[Problem] Copy out the records below, swapping "every instance" for "all instances" everywhere it occurs and leaving all other text unchanged. Omit the pictures.

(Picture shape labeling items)
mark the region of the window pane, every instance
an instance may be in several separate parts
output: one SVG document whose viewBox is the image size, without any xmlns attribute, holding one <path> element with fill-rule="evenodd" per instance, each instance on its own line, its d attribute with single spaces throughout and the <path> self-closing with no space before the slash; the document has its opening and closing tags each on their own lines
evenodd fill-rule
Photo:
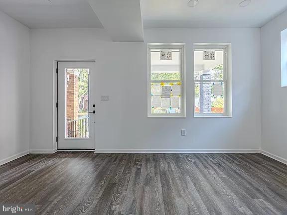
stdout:
<svg viewBox="0 0 287 215">
<path fill-rule="evenodd" d="M 181 83 L 150 84 L 151 113 L 180 113 Z"/>
<path fill-rule="evenodd" d="M 223 113 L 224 112 L 224 83 L 196 83 L 195 85 L 195 112 L 196 113 Z"/>
<path fill-rule="evenodd" d="M 150 80 L 180 80 L 179 50 L 171 51 L 171 60 L 160 60 L 160 51 L 150 51 Z"/>
<path fill-rule="evenodd" d="M 66 69 L 66 138 L 89 137 L 89 69 Z"/>
<path fill-rule="evenodd" d="M 223 51 L 194 51 L 194 79 L 223 80 Z"/>
</svg>

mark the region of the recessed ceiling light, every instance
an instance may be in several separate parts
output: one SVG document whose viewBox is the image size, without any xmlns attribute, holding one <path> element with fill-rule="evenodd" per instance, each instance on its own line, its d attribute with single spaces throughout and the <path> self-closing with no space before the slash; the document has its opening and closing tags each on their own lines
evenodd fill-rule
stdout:
<svg viewBox="0 0 287 215">
<path fill-rule="evenodd" d="M 241 6 L 241 7 L 244 7 L 248 6 L 250 3 L 251 3 L 251 0 L 244 0 L 244 1 L 239 3 L 239 6 Z"/>
<path fill-rule="evenodd" d="M 187 4 L 190 7 L 195 7 L 198 4 L 198 0 L 189 0 Z"/>
</svg>

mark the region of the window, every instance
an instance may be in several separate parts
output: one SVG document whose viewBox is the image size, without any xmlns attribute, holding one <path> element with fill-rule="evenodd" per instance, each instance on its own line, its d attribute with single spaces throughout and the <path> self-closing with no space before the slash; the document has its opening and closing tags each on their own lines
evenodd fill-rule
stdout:
<svg viewBox="0 0 287 215">
<path fill-rule="evenodd" d="M 184 47 L 148 45 L 148 117 L 185 117 Z"/>
<path fill-rule="evenodd" d="M 195 117 L 231 116 L 229 46 L 194 46 Z"/>
<path fill-rule="evenodd" d="M 281 87 L 287 87 L 287 29 L 281 31 Z"/>
</svg>

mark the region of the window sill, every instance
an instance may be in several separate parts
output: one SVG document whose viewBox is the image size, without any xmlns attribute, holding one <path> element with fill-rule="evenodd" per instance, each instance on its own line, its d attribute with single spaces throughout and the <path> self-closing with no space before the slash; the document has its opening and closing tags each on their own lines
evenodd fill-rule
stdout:
<svg viewBox="0 0 287 215">
<path fill-rule="evenodd" d="M 186 116 L 179 115 L 179 116 L 160 116 L 160 115 L 148 115 L 147 118 L 186 118 Z"/>
<path fill-rule="evenodd" d="M 207 115 L 194 115 L 194 118 L 232 118 L 232 116 L 223 116 L 223 115 L 217 115 L 217 116 L 207 116 Z"/>
</svg>

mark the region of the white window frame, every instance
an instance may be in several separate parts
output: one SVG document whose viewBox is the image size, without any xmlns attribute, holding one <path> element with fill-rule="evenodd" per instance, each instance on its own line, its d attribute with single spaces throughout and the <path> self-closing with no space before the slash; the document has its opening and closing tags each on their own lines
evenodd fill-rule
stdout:
<svg viewBox="0 0 287 215">
<path fill-rule="evenodd" d="M 232 117 L 232 93 L 231 93 L 231 44 L 195 44 L 193 46 L 193 54 L 195 51 L 212 50 L 223 51 L 223 80 L 195 80 L 194 79 L 194 66 L 193 64 L 193 115 L 195 118 L 224 118 Z M 223 113 L 198 113 L 195 112 L 195 83 L 212 82 L 222 83 L 224 86 L 224 107 Z"/>
<path fill-rule="evenodd" d="M 166 81 L 151 81 L 150 80 L 150 51 L 159 51 L 161 50 L 179 50 L 180 63 L 179 66 L 180 80 Z M 186 102 L 185 102 L 185 44 L 184 43 L 148 43 L 147 44 L 147 117 L 186 117 Z M 151 113 L 150 100 L 150 84 L 152 83 L 177 83 L 181 82 L 180 93 L 180 113 Z"/>
</svg>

[Output for this exercise]
mark the region of the window pane, all instances
an instance may be in several separate parts
output: one SVG document whose viewBox is the image size, without any xmlns attribute, holding one <path> element with fill-rule="evenodd" per instance, each instance on its own line, its d attribute with single spaces throughout and the <path> self-closing with no space before the slash; the document has its opening and closing tags each on their own lines
evenodd fill-rule
Photo:
stdout:
<svg viewBox="0 0 287 215">
<path fill-rule="evenodd" d="M 181 83 L 150 84 L 151 113 L 180 113 Z"/>
<path fill-rule="evenodd" d="M 223 113 L 224 112 L 224 83 L 196 83 L 195 85 L 195 112 L 196 113 Z"/>
<path fill-rule="evenodd" d="M 150 80 L 180 80 L 179 50 L 171 51 L 171 60 L 160 60 L 160 51 L 150 51 Z"/>
<path fill-rule="evenodd" d="M 66 69 L 66 138 L 89 137 L 89 69 Z"/>
<path fill-rule="evenodd" d="M 223 51 L 194 51 L 194 79 L 223 80 Z"/>
</svg>

mark the region of the recessed ceiling light, all instances
an instance may be in several separate parts
output: one SVG document whose viewBox is the image size, without any xmlns attribute, holding one <path> element with fill-rule="evenodd" per instance, each instance on its own line, its d attribute with single spaces throughout and the <path> self-closing with no space before the slash; the document has its opening and closing tags each on their own lines
evenodd fill-rule
stdout:
<svg viewBox="0 0 287 215">
<path fill-rule="evenodd" d="M 241 6 L 241 7 L 244 7 L 248 6 L 250 3 L 251 3 L 251 0 L 244 0 L 244 1 L 239 3 L 239 6 Z"/>
<path fill-rule="evenodd" d="M 187 4 L 190 7 L 195 7 L 198 4 L 198 0 L 189 0 Z"/>
</svg>

mark the region of the window, all instances
an instance may be in several separate parts
output: one SVG document whose viewBox is the image size, without any xmlns attribute, holding one <path> element with fill-rule="evenodd" per instance, each instance on its own line, its d attribute with single spaces throughout and the <path> self-closing with no space before the slash; the document has its opening and closing tags each on their own lines
evenodd fill-rule
stdout:
<svg viewBox="0 0 287 215">
<path fill-rule="evenodd" d="M 184 47 L 148 45 L 148 117 L 185 117 Z"/>
<path fill-rule="evenodd" d="M 195 117 L 231 116 L 229 46 L 194 46 Z"/>
<path fill-rule="evenodd" d="M 281 87 L 287 87 L 287 29 L 281 31 Z"/>
</svg>

mark the region of the window sill, all instances
an instance may be in several separate parts
output: one SVG document whose viewBox is the image size, without any xmlns attribute, holding one <path> element with fill-rule="evenodd" per instance, each instance on its own line, its d attribute with single spaces throughout and the <path> self-closing with no space before the slash; the document has its opening and closing tags each on their own lines
evenodd fill-rule
stdout:
<svg viewBox="0 0 287 215">
<path fill-rule="evenodd" d="M 186 116 L 179 115 L 179 116 L 160 116 L 160 115 L 148 115 L 147 118 L 186 118 Z"/>
<path fill-rule="evenodd" d="M 207 115 L 194 115 L 194 118 L 232 118 L 232 116 L 223 116 L 223 115 L 217 115 L 217 116 L 207 116 Z"/>
</svg>

mark the region of the white window frame, all instances
an instance may be in several separate parts
output: one SVG document whose viewBox is the image size, without any xmlns attribute, holding one <path> element with fill-rule="evenodd" per instance, each instance on its own line, its d attribute with single spaces throughout and the <path> self-closing with no space before the slash; the document has its opening and closing tags each on their own lines
evenodd fill-rule
stdout:
<svg viewBox="0 0 287 215">
<path fill-rule="evenodd" d="M 232 117 L 232 93 L 231 93 L 231 44 L 195 44 L 193 46 L 193 54 L 195 51 L 212 50 L 223 51 L 223 80 L 195 80 L 194 79 L 194 66 L 193 64 L 193 115 L 195 118 L 224 118 Z M 223 113 L 198 113 L 195 112 L 195 83 L 212 82 L 222 83 L 224 86 L 224 107 Z"/>
<path fill-rule="evenodd" d="M 166 81 L 151 81 L 150 80 L 150 51 L 159 51 L 161 50 L 179 50 L 180 63 L 179 66 L 180 80 Z M 186 102 L 185 102 L 185 44 L 184 43 L 148 43 L 147 44 L 147 117 L 186 117 Z M 151 113 L 150 100 L 150 84 L 152 83 L 177 83 L 181 82 L 180 93 L 180 113 Z"/>
</svg>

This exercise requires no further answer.